Return every line in the entries below that contains the word "each". Case counts.

──────── MATERIAL

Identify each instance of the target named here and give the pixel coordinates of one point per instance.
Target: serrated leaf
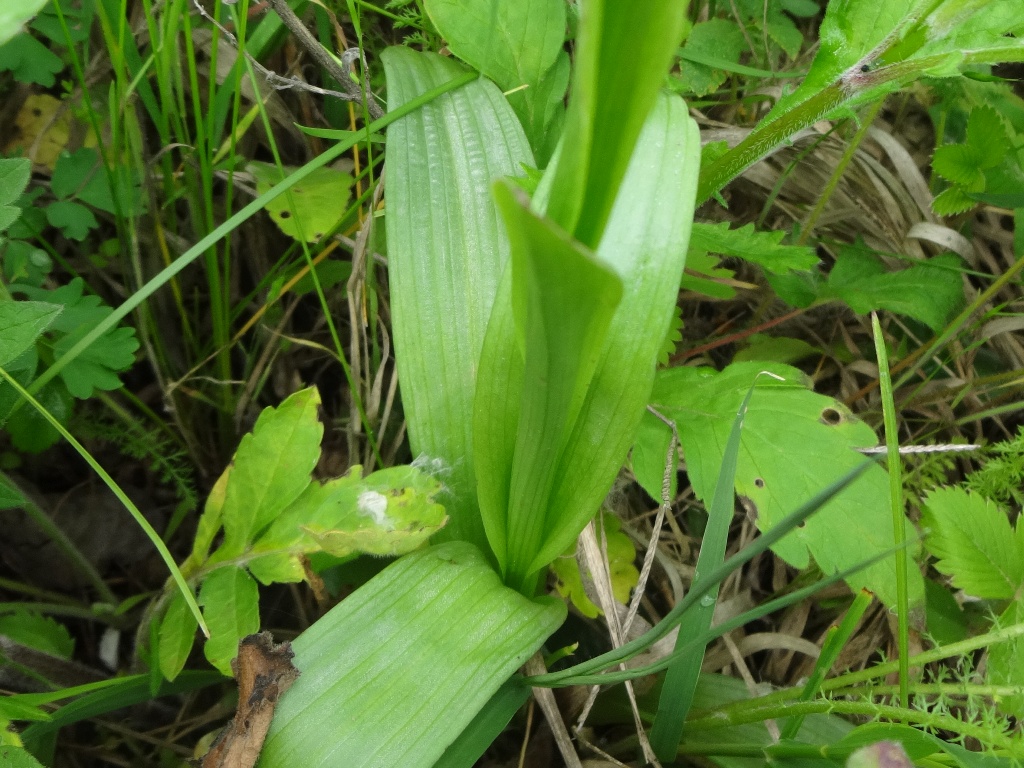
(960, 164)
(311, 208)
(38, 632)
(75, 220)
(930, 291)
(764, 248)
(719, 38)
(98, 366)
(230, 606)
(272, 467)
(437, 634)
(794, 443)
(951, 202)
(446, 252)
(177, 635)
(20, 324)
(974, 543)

────────────────
──────── MATERIAL

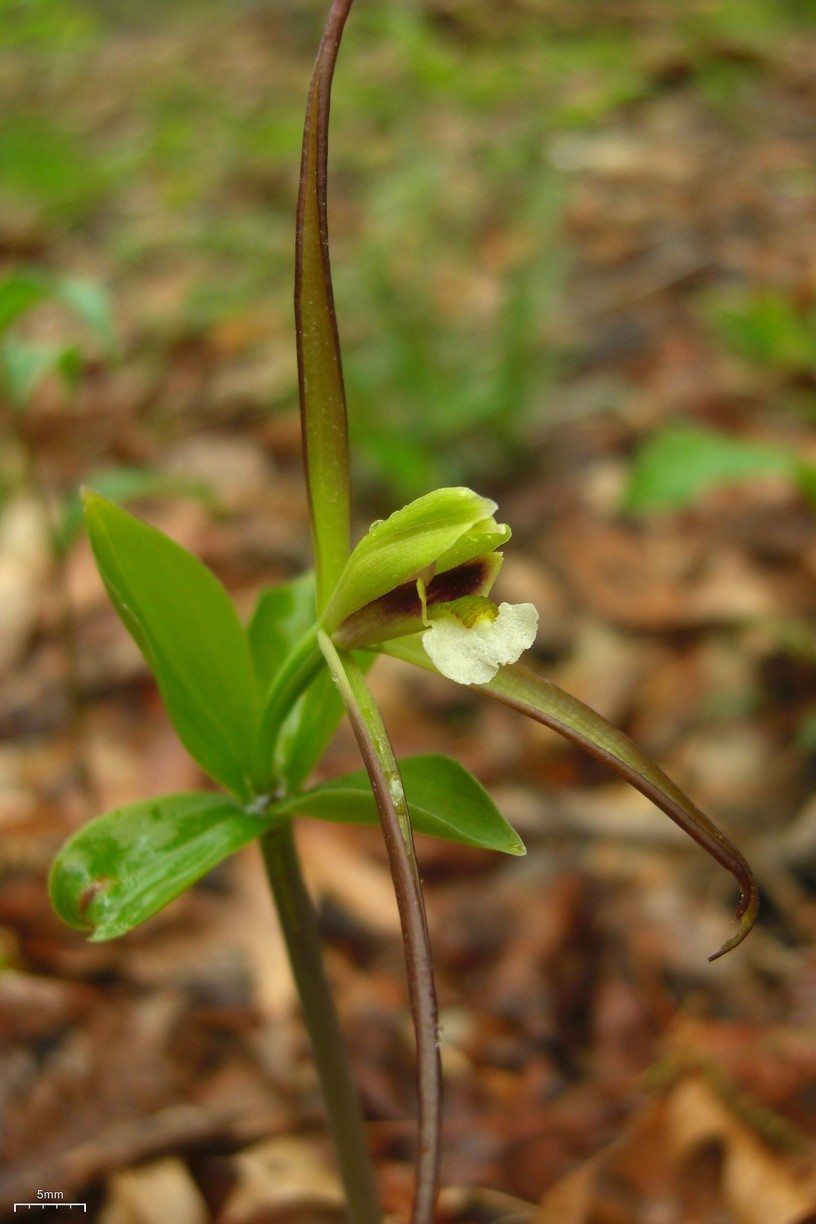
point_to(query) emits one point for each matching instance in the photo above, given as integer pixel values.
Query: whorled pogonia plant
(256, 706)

────────────────

- **FULL SOLUTION**
Identify each instance of the target named here and give the pixel coordinates of one point per instance.
point_to(query) emits one point for each matching instance in the photo above, given as integer pixel values.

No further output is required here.